• **INSTRUCTIONS FOR THE TASK**
Every line of the material below must be repeated exactly.

━━━━━ RECORDED DATA

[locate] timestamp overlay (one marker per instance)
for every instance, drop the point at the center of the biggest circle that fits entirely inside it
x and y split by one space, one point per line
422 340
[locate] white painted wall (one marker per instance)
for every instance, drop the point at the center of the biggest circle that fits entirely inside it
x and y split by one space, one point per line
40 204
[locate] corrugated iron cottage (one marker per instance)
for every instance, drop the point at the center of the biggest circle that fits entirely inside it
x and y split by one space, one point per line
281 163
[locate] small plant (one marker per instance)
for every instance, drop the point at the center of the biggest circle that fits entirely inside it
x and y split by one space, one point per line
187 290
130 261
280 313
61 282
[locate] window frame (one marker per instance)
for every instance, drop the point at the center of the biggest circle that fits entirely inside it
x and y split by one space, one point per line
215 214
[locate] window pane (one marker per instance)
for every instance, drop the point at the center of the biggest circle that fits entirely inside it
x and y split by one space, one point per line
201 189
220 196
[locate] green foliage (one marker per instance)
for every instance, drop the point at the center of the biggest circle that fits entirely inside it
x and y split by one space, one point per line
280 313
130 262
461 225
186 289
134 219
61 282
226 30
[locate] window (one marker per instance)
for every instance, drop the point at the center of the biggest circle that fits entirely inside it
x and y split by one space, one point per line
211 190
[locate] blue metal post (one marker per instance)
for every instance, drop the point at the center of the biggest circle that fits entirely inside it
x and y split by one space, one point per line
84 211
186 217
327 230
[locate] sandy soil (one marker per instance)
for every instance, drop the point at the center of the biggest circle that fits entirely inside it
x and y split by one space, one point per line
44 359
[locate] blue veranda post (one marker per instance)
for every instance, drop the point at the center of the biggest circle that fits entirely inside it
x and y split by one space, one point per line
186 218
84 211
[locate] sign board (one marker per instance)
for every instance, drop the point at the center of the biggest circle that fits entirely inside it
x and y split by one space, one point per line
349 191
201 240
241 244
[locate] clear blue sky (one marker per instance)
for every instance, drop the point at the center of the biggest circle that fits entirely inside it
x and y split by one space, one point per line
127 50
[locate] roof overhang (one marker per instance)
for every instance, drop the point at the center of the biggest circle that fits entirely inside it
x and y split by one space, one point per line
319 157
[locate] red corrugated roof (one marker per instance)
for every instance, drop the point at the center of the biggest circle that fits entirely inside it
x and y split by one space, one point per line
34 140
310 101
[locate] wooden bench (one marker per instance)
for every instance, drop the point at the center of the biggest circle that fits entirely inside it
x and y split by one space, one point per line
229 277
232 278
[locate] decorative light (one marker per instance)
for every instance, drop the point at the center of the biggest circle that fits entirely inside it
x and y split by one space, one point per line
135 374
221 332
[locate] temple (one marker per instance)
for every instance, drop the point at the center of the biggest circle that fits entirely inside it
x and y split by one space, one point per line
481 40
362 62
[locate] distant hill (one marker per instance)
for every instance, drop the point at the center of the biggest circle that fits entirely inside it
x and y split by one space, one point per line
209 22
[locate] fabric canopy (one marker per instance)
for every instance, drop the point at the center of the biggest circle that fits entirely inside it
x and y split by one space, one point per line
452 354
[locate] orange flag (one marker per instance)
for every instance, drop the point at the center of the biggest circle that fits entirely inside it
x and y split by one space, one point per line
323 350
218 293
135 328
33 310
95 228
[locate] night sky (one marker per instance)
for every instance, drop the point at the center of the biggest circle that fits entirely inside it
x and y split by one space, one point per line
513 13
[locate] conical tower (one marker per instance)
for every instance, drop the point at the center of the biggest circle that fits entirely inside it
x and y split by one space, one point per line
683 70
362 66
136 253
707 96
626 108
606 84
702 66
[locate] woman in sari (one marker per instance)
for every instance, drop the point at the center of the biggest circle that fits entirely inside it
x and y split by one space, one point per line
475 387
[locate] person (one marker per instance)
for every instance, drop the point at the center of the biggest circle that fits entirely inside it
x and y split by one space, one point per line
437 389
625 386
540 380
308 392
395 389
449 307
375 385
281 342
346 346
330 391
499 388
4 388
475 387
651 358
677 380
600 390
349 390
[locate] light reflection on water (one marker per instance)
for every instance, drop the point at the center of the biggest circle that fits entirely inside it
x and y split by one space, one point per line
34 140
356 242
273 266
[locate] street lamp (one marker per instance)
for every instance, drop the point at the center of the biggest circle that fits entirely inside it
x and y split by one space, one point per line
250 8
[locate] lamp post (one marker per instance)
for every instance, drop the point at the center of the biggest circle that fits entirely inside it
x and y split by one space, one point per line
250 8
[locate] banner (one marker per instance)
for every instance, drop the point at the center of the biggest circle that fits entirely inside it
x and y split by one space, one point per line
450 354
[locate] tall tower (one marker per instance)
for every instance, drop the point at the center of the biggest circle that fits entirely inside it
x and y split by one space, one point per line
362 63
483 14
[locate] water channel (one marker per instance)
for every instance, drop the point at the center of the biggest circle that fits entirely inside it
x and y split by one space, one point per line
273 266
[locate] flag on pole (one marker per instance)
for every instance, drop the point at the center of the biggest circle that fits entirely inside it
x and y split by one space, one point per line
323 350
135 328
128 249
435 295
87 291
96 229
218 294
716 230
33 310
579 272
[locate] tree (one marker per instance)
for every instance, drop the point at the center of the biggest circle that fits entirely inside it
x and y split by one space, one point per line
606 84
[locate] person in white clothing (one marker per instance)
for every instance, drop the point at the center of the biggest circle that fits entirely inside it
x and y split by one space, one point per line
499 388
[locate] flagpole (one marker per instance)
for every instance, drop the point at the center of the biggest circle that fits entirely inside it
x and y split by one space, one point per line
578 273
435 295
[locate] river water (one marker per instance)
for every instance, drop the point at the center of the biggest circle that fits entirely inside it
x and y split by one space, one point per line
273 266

━━━━━━━━━━

• **TASK SOLUTION**
[locate] timestamp overlay (one marker per instance)
for every instance, drop the point at the center of the biggest circle that fits entirely inside it
x and y split by one space, one point per line
422 340
[locate] white painted wall (one marker per instance)
for every instance, drop the point at the center of the biggest circle that fits entirely inside it
x and y split by one space, one point per line
40 204
[locate] corrugated iron cottage (one marker per instance)
for every instance, drop the point at the center of the biggest circle that fits entirely inside it
x and y split by one space, one point per line
281 163
[locate] small plant (one marker per instance)
for every instance, drop the point at the center of the biggest circle that fits entirely inside it
x and y split by one space, one point per line
187 290
130 261
280 313
61 282
[locate] window frame (one marker per instance)
for every instance, drop the point at the center of the biggest circle that fits entirely inside it
x and y split by one space, one point per line
215 214
[locate] window pane (one marker per instance)
for every instance, drop the point at the center of the biggest circle that fits entirely inside it
x and y split by one space, one point per line
201 189
220 196
[locate] green foliage (one marker per instance)
for every instance, drop the point at the center of the biggest circle that fits entirely inside it
x and y split by one space, one point per line
280 313
130 262
461 225
186 289
134 219
61 282
226 30
[locate] window (one marker per instance)
for every instance, drop the point at the center of the biggest circle that fits entirely inside it
x and y split by one space, one point per line
211 190
[locate] blue metal post (one marker per instance)
for every instance, drop the point at the center of the biggest circle that fits entirely inside it
x and y split by one space, one point per line
84 211
186 217
327 230
[locate] sandy soil (one marker per instance)
for every instance, drop the point at the center of the biggest circle that fits entirely inside it
x and y split by one space, one point per line
44 359
[locate] blue veranda post (one marker per instance)
for every instance, drop the point at the center of the biggest circle that fits entirely inside it
x and y split by one space, one point per line
186 218
84 211
[locate] sign board (one marker per instance)
for every instance, drop the point at the center of the biggest circle that fits entirely inside it
x and y split by one space, one point per line
349 191
201 240
241 244
[locate] clear blue sky (one marker per instance)
for every instance, drop the point at the center of the biggest circle that fits entirely inside it
x and y split by one space, one point per line
127 50
[locate] roof overhang (one marker per instance)
for every instance, drop the point at the center of the biggest circle that fits entirely inside it
x and y split by one space, one point per line
319 157
[locate] red corrugated roof (one marker per instance)
for every instance, drop the point at the center of the biggest circle that fits entirely inside it
x and y split by one space, one point per line
34 140
310 101
[locate] wooden bench (one marker per instance)
for every instance, drop the point at the center of the biggest circle that fits entirely inside it
x and y split by one space, one point per line
229 277
232 278
[locate] decorative light (one marker per instance)
for every instance, drop the point at the center of the biggest circle that fits entirely inside it
x and y split by one space, one point per line
135 374
221 332
[locate] temple (one marker per instance)
for every instance, drop the point at the center of the biggest circle that fits entirely inside it
x and y split by one space, one point per line
481 40
362 62
[locate] distant hill (one marker per instance)
for every instance, drop the point at the center of the biggest circle that fits entirely inside it
x and y split by one space, one point per line
209 22
[locate] fabric canopy (one marker per instance)
for every instance, drop the point at the center of the biggest circle that fits entirely inside it
x and y split by one space, one point per line
452 354
[locate] orange flag (one marker per instance)
for every instance, drop the point at the center of the biggest circle that fits entirely inside it
x and y split by one space, one point per line
323 350
218 293
135 328
33 310
95 228
[locate] night sky (one marker per instance)
for every instance, drop the point at the center of the biggest circle that fits entirely inside it
x and y split by one space, one point per line
513 13
[locate] conical tower (one marker per instance)
for every instance, drop the point at the center of the biggest circle that fits entirely inside it
x and y split by one space, one point per line
683 70
362 66
136 253
707 96
626 108
606 84
702 66
[locate] woman in sari (one marker per instance)
for every instance, drop the point at the center of the biggest circle that fits entirely inside it
x and y split by one space, one point per line
475 387
[locate] person (one marker per instance)
for every instance, drop the point at the center of the biggest circle that fits entirely inside it
x and y split by one space, one point per line
437 389
625 386
540 380
308 392
395 389
449 307
375 385
281 342
346 346
330 391
499 388
4 388
475 387
651 358
677 380
600 390
349 390
[locate] light reflection on water (one marker per instance)
for every instance, drop the point at the center of the biggest circle that fits entirely inside it
x and y split by one space, one point per line
34 140
356 242
273 266
[locate] street lamp (one marker per instance)
for every instance, drop the point at the center of the biggest circle that fits entirely inside it
x and y split by one space, one point per line
250 8
[locate] lamp post (one marker per instance)
for every instance, drop the point at the center of the biggest circle that fits entirely inside it
x and y split by one space, one point per line
250 8
[locate] banner (one marker per instance)
for every instance, drop the point at the center of the biggest circle that fits entirely inside it
x and y split by one space, one point per line
450 354
[locate] tall tower (one marker per instance)
for every instance, drop the point at the center of the biggest circle that fits entirely inside it
x and y split by one space, one point per line
362 63
483 14
[locate] water channel (one marker per instance)
for every instance, drop the point at the center of the biggest circle that fits entirely inside it
x and y split by one space, one point per line
273 266
[locate] flag on pole (one marker per instance)
for every instance, drop the point at the center of the biggest circle that fits entirely inside it
x and y split by one space, one point per line
323 350
135 328
128 249
435 295
87 291
96 229
218 294
716 230
33 310
579 272
[locate] tree (one marker per instance)
for every instance, drop the point at the center of the biggest circle that fits entirely inside it
x and y split by one space, one point per line
606 84
[locate] person in white clothing (one marker per instance)
for every instance, drop the point at the center of the biggest circle that fits entirely inside it
x and y split by one space, one point per line
499 388
[locate] flagpole (one marker per instance)
for every instance, drop the point at the center of the biggest circle that fits entirely inside it
x and y split by one space, one point per line
578 273
435 295
[locate] river water (one marker per instance)
for every instance, drop the point at the center of the biggest circle that fits entirely inside it
x and y split by one space, one point per line
273 266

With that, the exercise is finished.